**Task list:**
1. Translate this sentence from the text on hotfix release notes into Spanish: "A hotfix is the patch you ship between scheduled releases when something is on fire."
2. Carry on the text on hotfix release notes from where it stops.

**Document text:**
====================

A hotfix is the patch you ship between scheduled releases when something is on fire. The format reads differently from a normal changelog entry: severity comes first, the affected versions are explicit, and the upgrade path is one line.

Markdown
## [1.2.1] - 2026-04-17 · Hotfix
 
**Severity:** high
**Affected versions:** 1.2.0
**Upgrade:** `npm i your-package@1.2.1`
 
### Fixed
 
- Webhook signing produced invalid signatures for payloads over 1 MB
  when running under Node 20 (#4521).
  - **Impact:** consumers verifying signatures on large payloads
    received `signature_mismatch` errors.
  - **Workaround for 1.2.0 users who can't upgrade immediately:**
    set `WEBHOOK_LARGE_PAYLOAD_FIX=1` in your environment.
 
### Migration
 
- No code changes required. Drop in 1.2.1 and restart.

The four things hotfix notes must include — and that scheduled-release notes can skip:

  • Severity (low / medium / high / critical). Tells consumers whether to drop everything.
  • Affected versions spelled out explicitly. Don't make people figure it out.
  • Upgrade command in plain text. Reduces support load.
  • Workaround if upgrading is hard. Some teams can't ship at 4 p.m. on a Friday.

Hotfixes still get appended to the same CHANGELOG.md. The · Hotfix tag in the version header is what flags them.

====================

**Listed entries:**

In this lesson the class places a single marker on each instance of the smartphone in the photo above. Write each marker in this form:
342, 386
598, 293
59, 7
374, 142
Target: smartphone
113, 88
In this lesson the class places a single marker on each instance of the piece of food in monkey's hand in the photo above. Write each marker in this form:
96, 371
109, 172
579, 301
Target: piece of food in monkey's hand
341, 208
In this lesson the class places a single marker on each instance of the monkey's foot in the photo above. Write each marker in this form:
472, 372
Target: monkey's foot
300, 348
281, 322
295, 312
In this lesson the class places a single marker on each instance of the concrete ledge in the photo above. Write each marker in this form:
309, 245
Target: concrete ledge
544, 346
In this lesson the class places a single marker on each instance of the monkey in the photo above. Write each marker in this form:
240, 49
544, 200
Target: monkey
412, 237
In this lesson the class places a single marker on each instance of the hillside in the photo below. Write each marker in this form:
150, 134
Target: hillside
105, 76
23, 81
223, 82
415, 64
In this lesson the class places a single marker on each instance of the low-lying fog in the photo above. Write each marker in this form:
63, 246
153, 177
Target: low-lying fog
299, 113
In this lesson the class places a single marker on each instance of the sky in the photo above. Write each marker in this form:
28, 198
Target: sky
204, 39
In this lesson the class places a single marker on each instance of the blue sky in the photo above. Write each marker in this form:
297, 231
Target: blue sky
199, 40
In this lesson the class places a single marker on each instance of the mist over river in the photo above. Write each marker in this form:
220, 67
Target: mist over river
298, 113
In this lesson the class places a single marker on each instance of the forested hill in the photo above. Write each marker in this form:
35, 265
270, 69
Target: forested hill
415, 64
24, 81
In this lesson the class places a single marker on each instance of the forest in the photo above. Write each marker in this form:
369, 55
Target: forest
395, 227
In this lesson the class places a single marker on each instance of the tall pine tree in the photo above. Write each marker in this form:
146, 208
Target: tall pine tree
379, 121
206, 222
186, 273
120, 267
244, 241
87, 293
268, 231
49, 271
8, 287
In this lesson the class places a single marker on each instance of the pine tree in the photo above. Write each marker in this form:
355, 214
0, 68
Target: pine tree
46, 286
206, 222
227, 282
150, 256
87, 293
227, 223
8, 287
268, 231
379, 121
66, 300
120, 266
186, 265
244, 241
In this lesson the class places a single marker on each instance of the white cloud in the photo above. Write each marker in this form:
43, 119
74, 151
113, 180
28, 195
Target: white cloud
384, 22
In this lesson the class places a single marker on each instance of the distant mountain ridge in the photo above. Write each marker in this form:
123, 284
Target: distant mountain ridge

====================

**Answers in order:**
1. Un hotfix es el parche que lanzas entre versiones programadas cuando algo está en llamas.

2.
Template 5: GitHub release format#

What you paste into the GitHub Releases UI when tagging a version — or what gh release create --notes reads. It's per-release, marketing-flavored, and links to PRs and contributors. Different from your CHANGELOG.md, which is the running ledger.

Markdown
## What's changed
 
### ✨ New
 
- Bulk edit for projects by @alice in #4488
- Webhook retry API by @bob in #4501
 
### 🔧 Improved
 
- Faster pagination in `customers.list()` by @carol in #4496
 
### 🐛 Fixed
 
- Race condition in webhook signing for large payloads by @dave in #4521
 
### ⚠️ Breaking
 
- `legacy_token` removed from `auth.exchange()` — use `refresh_token`.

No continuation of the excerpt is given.